**Task to complete:**
Reproduce the passage of the forum thread about the Craftsman manual verbatim, beginning at "What I have" and stopping after "in the future.".

**Text segment:**
___
# What to do with Owners Manual for Late 80's Craftsman 825 Trac-Drive



## Snowcat (Oct 26, 2013)

I was going to buy a late 80's Craftsman Trac Drive 8HP 25" (model 536.884900) that was offered on cl a couple of towns from me, but I decided against it. 

However, during my research, I picked up the original manual for this model off of eBay. Now I don't need this Craftsman manual (I got the Frankentoro instead) but I thought maybe someone here could use it. I see there are a bunch of Craftsman manuals over on the Restorationmen forum, but I did not see this particular one. 

What I have is the original hard copy. I could pull the staples, cut it apart and scan it to PDF if anyone wants a soft copy or I could snail mail the hard copy somewhere. (I don't want anything for it.)

I scanned the cover page and tried to attach it to this post but it is way over my file size limit for PDFs so no dice.


----------



## HCBPH (Mar 8, 2011)

*Manual*

If you scan it and convert it to a PDF, Snowmann has a number of manuals on his website free for downloading. Sure wouldn't hurt having that one also for anyone needing it in the future.
___
**Available data:**

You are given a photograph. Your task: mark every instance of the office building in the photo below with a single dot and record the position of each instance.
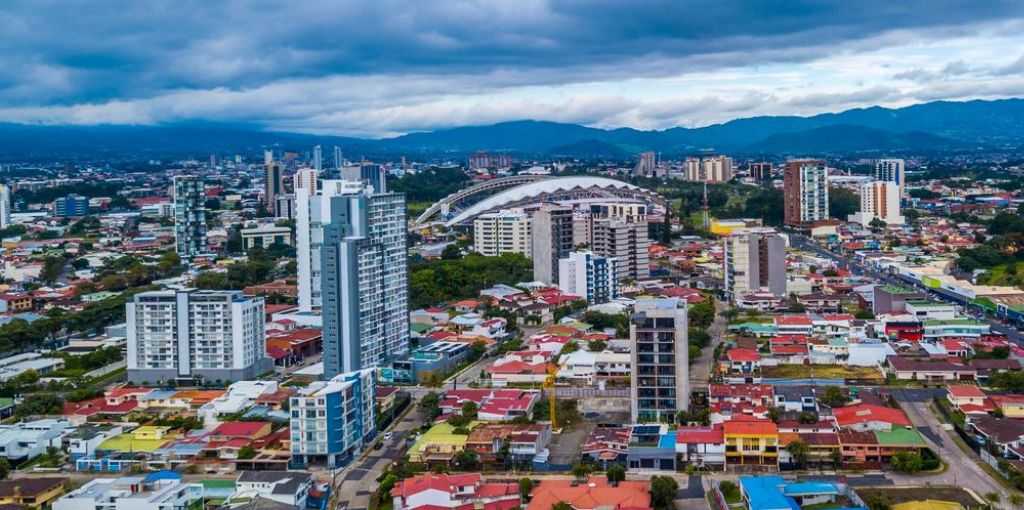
___
**Exercise solution:**
What I have is the original hard copy. I could pull the staples, cut it apart and scan it to PDF if anyone wants a soft copy or I could snail mail the hard copy somewhere. (I don't want anything for it.)

I scanned the cover page and tried to attach it to this post but it is way over my file size limit for PDFs so no dice.


----------



## HCBPH (Mar 8, 2011)

*Manual*

If you scan it and convert it to a PDF, Snowmann has a number of manuals on his website free for downloading. Sure wouldn't hurt having that one also for anyone needing it in the future.